Exercise => Express the lines below as a JSON array of strings, one string per line, and omit any blank lines.

Raw data =>
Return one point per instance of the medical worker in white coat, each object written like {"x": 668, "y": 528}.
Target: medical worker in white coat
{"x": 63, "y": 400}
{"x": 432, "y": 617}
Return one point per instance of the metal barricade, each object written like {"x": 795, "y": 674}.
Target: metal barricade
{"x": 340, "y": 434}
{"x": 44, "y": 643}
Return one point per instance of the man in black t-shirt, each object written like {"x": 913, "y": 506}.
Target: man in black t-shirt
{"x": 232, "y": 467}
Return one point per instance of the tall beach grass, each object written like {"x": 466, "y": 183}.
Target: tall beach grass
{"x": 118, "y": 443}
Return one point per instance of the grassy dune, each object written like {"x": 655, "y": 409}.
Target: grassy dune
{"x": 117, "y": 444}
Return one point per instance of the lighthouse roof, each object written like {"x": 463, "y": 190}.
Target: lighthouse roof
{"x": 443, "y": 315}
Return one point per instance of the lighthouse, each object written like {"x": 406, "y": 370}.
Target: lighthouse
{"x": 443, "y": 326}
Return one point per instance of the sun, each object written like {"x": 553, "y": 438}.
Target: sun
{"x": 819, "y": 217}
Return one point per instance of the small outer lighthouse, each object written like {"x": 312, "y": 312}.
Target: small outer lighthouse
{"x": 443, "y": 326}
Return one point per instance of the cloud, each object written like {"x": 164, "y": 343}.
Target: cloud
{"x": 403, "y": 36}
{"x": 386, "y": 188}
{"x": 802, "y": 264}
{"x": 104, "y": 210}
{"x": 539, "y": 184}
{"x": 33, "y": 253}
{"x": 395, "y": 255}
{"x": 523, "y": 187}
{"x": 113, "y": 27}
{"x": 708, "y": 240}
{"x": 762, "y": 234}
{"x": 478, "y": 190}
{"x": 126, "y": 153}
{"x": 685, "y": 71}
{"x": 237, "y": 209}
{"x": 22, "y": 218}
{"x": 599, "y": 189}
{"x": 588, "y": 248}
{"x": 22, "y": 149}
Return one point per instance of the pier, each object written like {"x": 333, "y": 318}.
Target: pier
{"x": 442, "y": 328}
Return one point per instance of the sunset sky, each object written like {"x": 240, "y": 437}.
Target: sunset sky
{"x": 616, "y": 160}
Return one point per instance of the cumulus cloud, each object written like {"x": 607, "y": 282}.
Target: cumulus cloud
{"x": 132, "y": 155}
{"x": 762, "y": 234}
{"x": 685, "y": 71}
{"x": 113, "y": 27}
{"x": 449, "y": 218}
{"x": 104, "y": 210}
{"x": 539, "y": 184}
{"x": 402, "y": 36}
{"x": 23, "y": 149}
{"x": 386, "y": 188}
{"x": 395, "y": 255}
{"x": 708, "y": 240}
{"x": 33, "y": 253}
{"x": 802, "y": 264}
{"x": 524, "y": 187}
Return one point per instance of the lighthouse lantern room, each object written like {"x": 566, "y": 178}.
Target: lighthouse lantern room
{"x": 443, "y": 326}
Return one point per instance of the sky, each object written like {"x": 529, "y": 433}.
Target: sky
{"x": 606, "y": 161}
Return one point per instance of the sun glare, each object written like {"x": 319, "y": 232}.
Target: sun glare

Answer to this exercise =>
[
  "Return one point per instance of the medical worker in white coat, each object written like {\"x\": 668, \"y\": 528}.",
  "Target: medical worker in white coat",
  "{\"x\": 63, \"y\": 400}",
  "{\"x\": 432, \"y\": 617}",
  "Return one point per instance of the metal barricade, each object written like {\"x\": 795, \"y\": 674}.",
  "Target: metal barricade",
  "{\"x\": 340, \"y\": 434}",
  "{\"x\": 44, \"y\": 643}",
  "Return one point per instance of the man in black t-shirt, each object written like {\"x\": 913, \"y\": 506}.",
  "Target: man in black t-shirt",
  "{\"x\": 232, \"y\": 467}",
  "Return one point per instance of the tall beach grass, each object written like {\"x\": 466, \"y\": 183}.",
  "Target: tall beach grass",
  "{\"x\": 118, \"y\": 443}",
  "Return one point per instance of the grassy dune, each object written like {\"x\": 655, \"y\": 409}.",
  "Target: grassy dune",
  "{\"x\": 117, \"y\": 444}",
  "Return one point per instance of the lighthouse roof, each object written like {\"x\": 463, \"y\": 190}.",
  "Target: lighthouse roof",
  "{\"x\": 443, \"y\": 315}",
  "Return one point per instance of the lighthouse, each object written like {\"x\": 406, \"y\": 370}.",
  "Target: lighthouse",
  "{\"x\": 443, \"y\": 326}",
  "Return one point per instance of the sun, each object written like {\"x\": 553, \"y\": 438}.",
  "Target: sun",
  "{\"x\": 819, \"y\": 217}",
  "Return one point per instance of the small outer lighthouse, each object written like {\"x\": 312, \"y\": 312}.",
  "Target: small outer lighthouse",
  "{\"x\": 443, \"y\": 326}",
  "Return one point per instance of the cloud, each object written like {\"x\": 164, \"y\": 343}.",
  "Target: cloud",
  "{\"x\": 403, \"y\": 36}",
  "{\"x\": 386, \"y\": 188}",
  "{\"x\": 802, \"y\": 264}",
  "{\"x\": 104, \"y\": 210}",
  "{\"x\": 539, \"y\": 184}",
  "{\"x\": 33, \"y\": 253}",
  "{\"x\": 395, \"y\": 255}",
  "{\"x\": 523, \"y\": 187}",
  "{\"x\": 113, \"y\": 27}",
  "{\"x\": 708, \"y\": 240}",
  "{\"x\": 762, \"y\": 234}",
  "{\"x\": 478, \"y\": 190}",
  "{\"x\": 126, \"y\": 153}",
  "{\"x\": 685, \"y\": 71}",
  "{\"x\": 237, \"y\": 209}",
  "{\"x\": 22, \"y\": 218}",
  "{\"x\": 599, \"y\": 189}",
  "{\"x\": 588, \"y\": 248}",
  "{\"x\": 22, \"y\": 149}",
  "Return one point per instance of the pier, each object written like {\"x\": 333, \"y\": 318}.",
  "Target: pier",
  "{\"x\": 442, \"y\": 328}",
  "Return one point per instance of the sunset sky, each object written like {\"x\": 240, \"y\": 437}.",
  "Target: sunset sky",
  "{\"x\": 616, \"y\": 160}",
  "Return one point per instance of the cumulus cloud, each object written like {\"x\": 607, \"y\": 282}.",
  "Target: cumulus cloud",
  "{\"x\": 132, \"y\": 155}",
  "{\"x\": 762, \"y\": 234}",
  "{\"x\": 685, \"y\": 71}",
  "{\"x\": 113, \"y\": 27}",
  "{\"x\": 449, \"y\": 218}",
  "{\"x\": 104, \"y\": 210}",
  "{\"x\": 539, \"y\": 184}",
  "{\"x\": 402, \"y\": 36}",
  "{\"x\": 23, \"y\": 149}",
  "{\"x\": 386, \"y\": 188}",
  "{\"x\": 395, \"y\": 255}",
  "{\"x\": 708, \"y\": 240}",
  "{\"x\": 33, \"y\": 253}",
  "{\"x\": 802, \"y\": 264}",
  "{\"x\": 524, \"y\": 187}",
  "Return one point per instance of the lighthouse lantern room, each object written like {\"x\": 566, \"y\": 178}.",
  "Target: lighthouse lantern room",
  "{\"x\": 443, \"y\": 326}",
  "Return one point per instance of the sky, each object written like {\"x\": 529, \"y\": 433}.",
  "Target: sky",
  "{\"x\": 606, \"y\": 161}",
  "Return one point per instance of the sun glare, each object written like {\"x\": 319, \"y\": 232}.",
  "Target: sun glare"
]